• _Do this_
Transcribe all of the material exactly.

• _Excerpted records_
──────────────────────────────

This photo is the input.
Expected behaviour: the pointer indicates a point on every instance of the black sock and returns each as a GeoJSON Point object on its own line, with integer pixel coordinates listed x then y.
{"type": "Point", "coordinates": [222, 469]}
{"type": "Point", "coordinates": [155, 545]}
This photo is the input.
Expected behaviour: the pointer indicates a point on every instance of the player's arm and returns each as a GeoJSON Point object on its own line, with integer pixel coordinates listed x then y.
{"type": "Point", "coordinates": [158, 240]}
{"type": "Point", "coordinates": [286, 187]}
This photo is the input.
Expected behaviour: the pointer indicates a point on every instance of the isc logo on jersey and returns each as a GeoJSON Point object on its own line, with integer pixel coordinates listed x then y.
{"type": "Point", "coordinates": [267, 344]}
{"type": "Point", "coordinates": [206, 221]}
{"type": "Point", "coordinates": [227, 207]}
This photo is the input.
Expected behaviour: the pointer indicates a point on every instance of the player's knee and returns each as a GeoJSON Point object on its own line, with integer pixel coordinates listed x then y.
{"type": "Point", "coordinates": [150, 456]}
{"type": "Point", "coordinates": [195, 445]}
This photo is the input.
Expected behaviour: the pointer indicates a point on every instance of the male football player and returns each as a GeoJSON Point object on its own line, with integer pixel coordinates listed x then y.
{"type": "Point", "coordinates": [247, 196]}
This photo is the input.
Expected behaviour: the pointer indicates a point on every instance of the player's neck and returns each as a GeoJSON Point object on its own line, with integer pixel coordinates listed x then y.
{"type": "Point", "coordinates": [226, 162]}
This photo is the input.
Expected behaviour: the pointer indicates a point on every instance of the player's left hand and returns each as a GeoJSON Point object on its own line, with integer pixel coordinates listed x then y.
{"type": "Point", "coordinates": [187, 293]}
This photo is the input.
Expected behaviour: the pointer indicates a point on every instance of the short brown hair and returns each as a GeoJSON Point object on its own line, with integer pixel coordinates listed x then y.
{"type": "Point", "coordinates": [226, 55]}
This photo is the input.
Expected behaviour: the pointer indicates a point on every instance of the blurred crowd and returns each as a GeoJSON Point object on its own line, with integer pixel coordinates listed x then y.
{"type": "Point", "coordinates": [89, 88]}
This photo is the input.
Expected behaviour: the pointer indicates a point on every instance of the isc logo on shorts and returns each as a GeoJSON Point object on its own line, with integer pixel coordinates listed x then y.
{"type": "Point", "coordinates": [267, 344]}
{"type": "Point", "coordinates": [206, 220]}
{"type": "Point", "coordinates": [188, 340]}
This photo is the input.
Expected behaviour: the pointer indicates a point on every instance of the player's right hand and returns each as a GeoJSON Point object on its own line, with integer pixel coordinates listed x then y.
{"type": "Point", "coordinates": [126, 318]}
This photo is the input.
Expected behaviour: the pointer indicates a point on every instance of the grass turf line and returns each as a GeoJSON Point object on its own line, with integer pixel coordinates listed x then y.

──────────────────────────────

• _The output_
This photo is the input.
Expected behaviour: the pointer indicates a point on every instance of the black sock and returns each as a GeoJSON Point object on its own line, with integer pixel coordinates listed x then y.
{"type": "Point", "coordinates": [222, 469]}
{"type": "Point", "coordinates": [155, 545]}
This photo is the input.
Expected behaviour: the pointer indicates a point on every instance of the player's arm and returns each as a GeoJSON Point object on its own line, with integer pixel coordinates listed x then y.
{"type": "Point", "coordinates": [158, 240]}
{"type": "Point", "coordinates": [286, 187]}
This photo is the input.
Expected behaviour: the pointer indicates a point on every instance of the isc logo on jersey and returns each as a GeoJSON Point object on its own line, with integer pixel coordinates listed x then y.
{"type": "Point", "coordinates": [267, 344]}
{"type": "Point", "coordinates": [206, 221]}
{"type": "Point", "coordinates": [227, 207]}
This photo is the input.
Expected behaviour: the pointer indicates a point on every instance of the player's knee and returns each as a GeoJSON Point object on its own line, with integer pixel coordinates listed x then y.
{"type": "Point", "coordinates": [150, 456]}
{"type": "Point", "coordinates": [195, 445]}
This photo is the input.
Expected behaviour: the pointer indicates a point on every instance of the male football player and returns each as a GeoJSON Point object on its own line, with integer pixel coordinates listed x then y.
{"type": "Point", "coordinates": [247, 196]}
This photo is the input.
Expected behaviour: the pointer indicates a point on every instance of the player's neck and returns each as a GeoJSON Point object on its own line, with integer pixel coordinates listed x then y.
{"type": "Point", "coordinates": [226, 162]}
This photo is the input.
Expected behaviour: the pointer indicates a point on every instance of the player's left hand and returns each as a GeoJSON Point object on its own line, with integer pixel coordinates listed x then y.
{"type": "Point", "coordinates": [187, 293]}
This photo is the input.
Expected behaviour: the pointer indicates a point on every instance of the short brown hair and returns each as a GeoJSON Point object on its own line, with integer pixel coordinates listed x then y.
{"type": "Point", "coordinates": [226, 55]}
This photo is the input.
Expected behaviour: the pointer indicates a point on every instance of the blurred crowd and returns each as a GeoJSON Point object on its own line, with integer pixel coordinates listed x then y.
{"type": "Point", "coordinates": [89, 88]}
This photo is the input.
Expected behaviour: the pointer indicates a point on every instance of the isc logo on shorts and returns each as a GeoJSON Point object on its own line, with integer pixel coordinates listed x then y.
{"type": "Point", "coordinates": [267, 344]}
{"type": "Point", "coordinates": [206, 220]}
{"type": "Point", "coordinates": [188, 340]}
This photo is the input.
Expected behaviour: the pointer indicates a point on every instance of the player's right hand and returns each as a GeoJSON Point object on its own line, with integer pixel coordinates listed x then y.
{"type": "Point", "coordinates": [126, 318]}
This photo is the input.
Expected behaviour: the pointer indicates a point on every instance of the grass turf line and returns each as a GeoJSON Point object on its own line, with integer pixel coordinates listed x then y.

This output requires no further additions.